• _Excerpted text_

SGA President Joshua Martin, right, and his party were routed in last week’s election by Benjamin Rizk and Students Unite. Martin is now contesting the election. | Anh Le/The Cougar

SGA President Joshua Martin, right, and his party were routed in last week’s election by Benjamin Rizk and Students Unite. Martin is now contesting the election. | Anh Le/The Cougar

Student Government Association President Joshua Martin, citing voting “errors,” is contesting his loss to opponent Benjamin Rizk in front of the organization’s high court on Monday night in yet another SGA election controversy.

The contest, which was called in favor of Rizk by the SGA’s election office over the weekend, faced technical issues that initially kept some freshmen and transfer students from voting. But, voting was extended on Get Involved and everyone who wanted to vote was given the chance to, according to SGA Election Commissioner Tochi Okoli.

“By the end of the election, even up until 15 minutes before voting closed, when students would send their information through (an online form used to solve the technical issues), every single person on that form had been remedied,” Okoli said.  “An email was sent to everybody saying you are now eligible to vote. Everybody who wanted to vote in the election was able to vote.”

Martin, who quietly overhauled SGA’s election rules last year, submitted a formal inquiry to the SGA Supreme Court on Sunday and said he believes the voting issues “potentially could have swayed” the election. Okoli assured that is not the case.

“We actually have evidence to support the fact that it did not sway the outcome of the election whatsoever,” the election commissioner said. “Just by majority alone and also by seeing at the end of each day which party was winning, it was clear from the start which party would ultimately be successful.”

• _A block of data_
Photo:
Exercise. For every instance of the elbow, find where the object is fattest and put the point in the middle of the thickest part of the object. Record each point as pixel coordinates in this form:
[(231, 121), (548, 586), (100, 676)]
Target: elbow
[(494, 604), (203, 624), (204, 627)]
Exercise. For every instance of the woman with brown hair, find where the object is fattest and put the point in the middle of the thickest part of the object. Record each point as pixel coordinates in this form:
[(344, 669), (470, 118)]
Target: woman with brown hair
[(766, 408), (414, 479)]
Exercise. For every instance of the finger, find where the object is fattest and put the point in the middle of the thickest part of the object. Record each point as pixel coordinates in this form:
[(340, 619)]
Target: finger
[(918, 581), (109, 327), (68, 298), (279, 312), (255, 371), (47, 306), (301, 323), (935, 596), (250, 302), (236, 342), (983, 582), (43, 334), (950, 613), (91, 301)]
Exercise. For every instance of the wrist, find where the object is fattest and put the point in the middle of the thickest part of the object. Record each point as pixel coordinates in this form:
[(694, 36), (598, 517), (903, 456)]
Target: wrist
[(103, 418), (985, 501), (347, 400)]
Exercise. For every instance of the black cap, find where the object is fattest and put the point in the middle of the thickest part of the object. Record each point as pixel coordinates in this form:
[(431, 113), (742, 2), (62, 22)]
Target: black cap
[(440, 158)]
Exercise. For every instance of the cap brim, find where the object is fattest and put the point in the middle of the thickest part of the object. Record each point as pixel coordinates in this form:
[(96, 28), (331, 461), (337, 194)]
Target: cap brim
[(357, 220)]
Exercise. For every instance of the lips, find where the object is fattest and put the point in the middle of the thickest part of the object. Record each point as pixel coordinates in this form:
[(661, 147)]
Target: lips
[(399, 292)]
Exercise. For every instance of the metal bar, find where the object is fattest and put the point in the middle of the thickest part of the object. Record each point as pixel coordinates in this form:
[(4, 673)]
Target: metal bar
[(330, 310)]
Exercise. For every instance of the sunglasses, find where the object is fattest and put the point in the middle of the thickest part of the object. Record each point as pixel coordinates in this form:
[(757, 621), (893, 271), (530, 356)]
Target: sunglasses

• _Stated task A_
In the article about the disputed SGA election, to which court did Martin submit a formal inquiry?
• _Stated task B_
Duplicate the part of the SGA election article that begins at the words "Martin, who quietly" and stops after the words "not the case.".

• _Task result A_
The SGA Supreme Court.

• _Task result B_
Martin, who quietly overhauled SGA’s election rules last year, submitted a formal inquiry to the SGA Supreme Court on Sunday and said he believes the voting issues “potentially could have swayed” the election. Okoli assured that is not the case.